→ TASK GOAL
Please return the full direct admissions abstract below, word for word, with nothing changed or left out.

===== EXERCISE TEXT

Improving Outpatient to Inpatient Handoffs for Direct Admissions to Internal Medicine Services

From the 2022 HVPA National Conference

Seth Scheetz MD (University of Chicago Department of Medicine), Misha Tran MD, Catherine Waymel MD, Jack Zhao MD, Mikail Siddiki MD, Micah Prochaska MD, Vineet Arora MD, Khanh Nguyen MD

Background

A direct hospital admission is a common process wherein a patient is non-emergently admitted by an ambulatory provider to the hospital ward, bypassing an evaluation in the emergency room. Direct admissions can improve patient satisfaction, improve coordination of care between outpatient and inpatient teams and throughout the hospitalization, and reduce emergency room volume and costs. Non-optimized direct admission processes can lead to safety hazards, such as delays to identifying unstable patients, and create inefficiencies in care, such as increasing the number of clinicians involved in a patient’s care and increasing repeat diagnostic studies.

Objective

The purpose of this project was to improve handoffs between outpatient and inpatient teams for direct admissions.

Methods

A convenience survey was distributed to internal medicine residents (IMR) and hospitalists at the University of Chicago Medicine to measure the perception of the current state of direct admissions, the inpatient team’s ability to contact the outpatient team, and the quality of handoff information.

==========
===== DATA FOR REVIEW

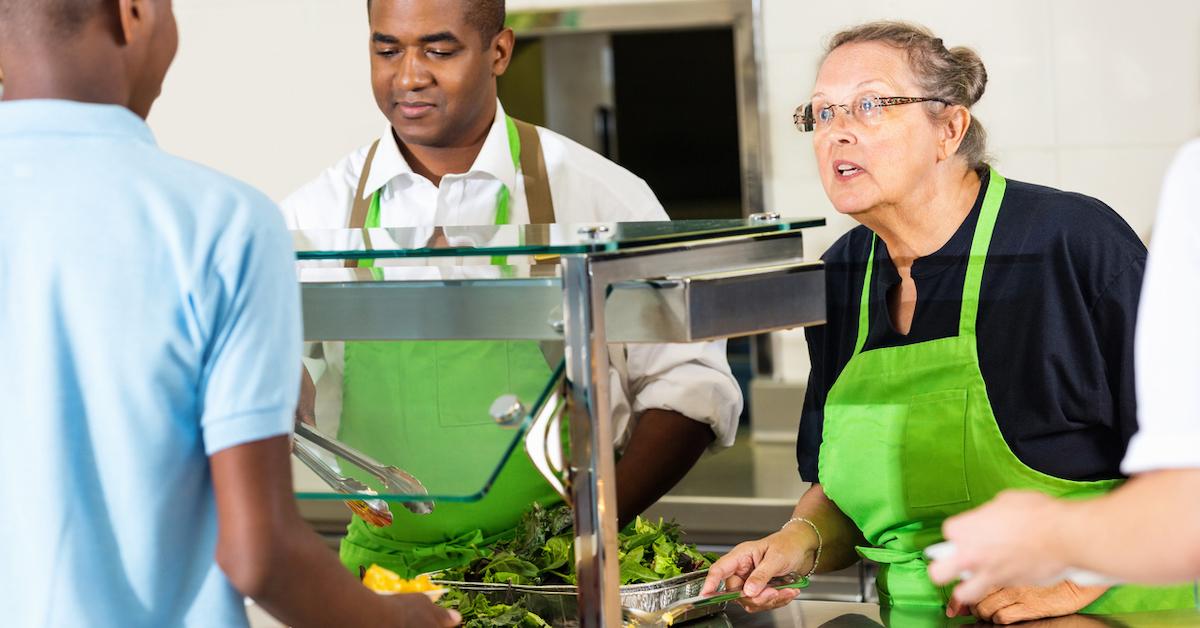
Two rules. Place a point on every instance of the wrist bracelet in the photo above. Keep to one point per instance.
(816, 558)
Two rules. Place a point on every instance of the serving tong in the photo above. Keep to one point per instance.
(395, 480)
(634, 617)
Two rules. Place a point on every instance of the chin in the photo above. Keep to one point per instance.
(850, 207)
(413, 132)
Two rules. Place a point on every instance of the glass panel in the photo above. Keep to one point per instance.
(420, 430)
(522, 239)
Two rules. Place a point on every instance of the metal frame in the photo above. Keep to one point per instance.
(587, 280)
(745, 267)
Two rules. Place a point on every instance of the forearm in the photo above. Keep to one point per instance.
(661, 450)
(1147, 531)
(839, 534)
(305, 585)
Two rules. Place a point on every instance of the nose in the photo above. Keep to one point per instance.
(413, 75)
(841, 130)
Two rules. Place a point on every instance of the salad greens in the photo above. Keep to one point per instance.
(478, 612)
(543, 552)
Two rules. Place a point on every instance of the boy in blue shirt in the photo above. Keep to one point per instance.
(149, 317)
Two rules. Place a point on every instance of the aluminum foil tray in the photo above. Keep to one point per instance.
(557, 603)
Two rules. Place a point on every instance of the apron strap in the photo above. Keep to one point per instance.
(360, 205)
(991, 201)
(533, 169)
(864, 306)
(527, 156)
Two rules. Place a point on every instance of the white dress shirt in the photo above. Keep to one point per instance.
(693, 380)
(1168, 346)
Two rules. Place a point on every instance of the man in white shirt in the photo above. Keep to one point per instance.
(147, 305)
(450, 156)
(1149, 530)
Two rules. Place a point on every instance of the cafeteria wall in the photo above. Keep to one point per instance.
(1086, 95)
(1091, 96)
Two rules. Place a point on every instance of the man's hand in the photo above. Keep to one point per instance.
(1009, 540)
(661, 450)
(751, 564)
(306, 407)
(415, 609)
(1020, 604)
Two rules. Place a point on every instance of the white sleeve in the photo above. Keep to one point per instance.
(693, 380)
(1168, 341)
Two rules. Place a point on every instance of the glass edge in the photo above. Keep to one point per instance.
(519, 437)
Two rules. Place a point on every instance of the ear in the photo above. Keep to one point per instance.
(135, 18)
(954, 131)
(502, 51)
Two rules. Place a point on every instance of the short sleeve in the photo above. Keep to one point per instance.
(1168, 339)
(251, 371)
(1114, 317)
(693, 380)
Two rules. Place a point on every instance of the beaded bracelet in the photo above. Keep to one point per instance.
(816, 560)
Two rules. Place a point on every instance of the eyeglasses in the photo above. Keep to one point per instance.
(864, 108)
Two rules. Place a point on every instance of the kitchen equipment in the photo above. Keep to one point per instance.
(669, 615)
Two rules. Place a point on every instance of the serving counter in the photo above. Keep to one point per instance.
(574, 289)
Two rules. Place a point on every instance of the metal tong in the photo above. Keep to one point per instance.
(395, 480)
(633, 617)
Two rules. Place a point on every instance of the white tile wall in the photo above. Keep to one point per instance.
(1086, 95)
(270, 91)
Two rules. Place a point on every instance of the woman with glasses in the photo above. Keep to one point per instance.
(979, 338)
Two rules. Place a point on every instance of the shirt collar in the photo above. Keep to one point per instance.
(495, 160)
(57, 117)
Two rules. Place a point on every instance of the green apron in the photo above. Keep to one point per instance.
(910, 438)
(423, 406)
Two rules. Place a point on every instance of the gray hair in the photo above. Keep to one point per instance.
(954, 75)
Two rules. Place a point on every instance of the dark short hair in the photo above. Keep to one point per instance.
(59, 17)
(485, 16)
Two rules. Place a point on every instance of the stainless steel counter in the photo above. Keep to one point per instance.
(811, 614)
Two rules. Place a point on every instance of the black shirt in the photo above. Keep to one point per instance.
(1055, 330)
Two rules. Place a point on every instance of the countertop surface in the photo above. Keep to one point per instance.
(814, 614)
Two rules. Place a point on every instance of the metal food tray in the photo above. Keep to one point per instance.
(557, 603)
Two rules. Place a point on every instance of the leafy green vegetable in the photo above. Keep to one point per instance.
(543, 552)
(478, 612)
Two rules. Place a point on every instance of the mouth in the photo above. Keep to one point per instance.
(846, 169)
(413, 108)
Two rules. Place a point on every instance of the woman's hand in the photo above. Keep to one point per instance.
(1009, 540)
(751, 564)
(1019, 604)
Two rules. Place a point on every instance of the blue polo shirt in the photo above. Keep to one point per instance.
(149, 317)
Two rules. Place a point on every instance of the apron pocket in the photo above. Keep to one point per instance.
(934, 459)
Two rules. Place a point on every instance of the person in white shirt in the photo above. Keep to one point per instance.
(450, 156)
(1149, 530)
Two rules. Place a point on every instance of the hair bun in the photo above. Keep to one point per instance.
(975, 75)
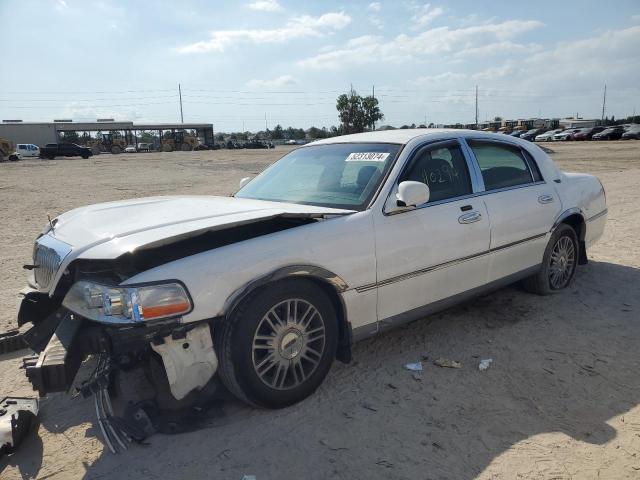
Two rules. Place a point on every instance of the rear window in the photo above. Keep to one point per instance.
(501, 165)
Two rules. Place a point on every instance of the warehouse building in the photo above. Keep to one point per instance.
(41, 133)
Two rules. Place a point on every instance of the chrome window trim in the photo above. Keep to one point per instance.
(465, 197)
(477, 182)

==========

→ EXERCISE SOLUTION
Improving Outpatient to Inpatient Handoffs for Direct Admissions to Internal Medicine Services

From the 2022 HVPA National Conference

Seth Scheetz MD (University of Chicago Department of Medicine), Misha Tran MD, Catherine Waymel MD, Jack Zhao MD, Mikail Siddiki MD, Micah Prochaska MD, Vineet Arora MD, Khanh Nguyen MD

Background

A direct hospital admission is a common process wherein a patient is non-emergently admitted by an ambulatory provider to the hospital ward, bypassing an evaluation in the emergency room. Direct admissions can improve patient satisfaction, improve coordination of care between outpatient and inpatient teams and throughout the hospitalization, and reduce emergency room volume and costs. Non-optimized direct admission processes can lead to safety hazards, such as delays to identifying unstable patients, and create inefficiencies in care, such as increasing the number of clinicians involved in a patient’s care and increasing repeat diagnostic studies.

Objective

The purpose of this project was to improve handoffs between outpatient and inpatient teams for direct admissions.

Methods

A convenience survey was distributed to internal medicine residents (IMR) and hospitalists at the University of Chicago Medicine to measure the perception of the current state of direct admissions, the inpatient team’s ability to contact the outpatient team, and the quality of handoff information.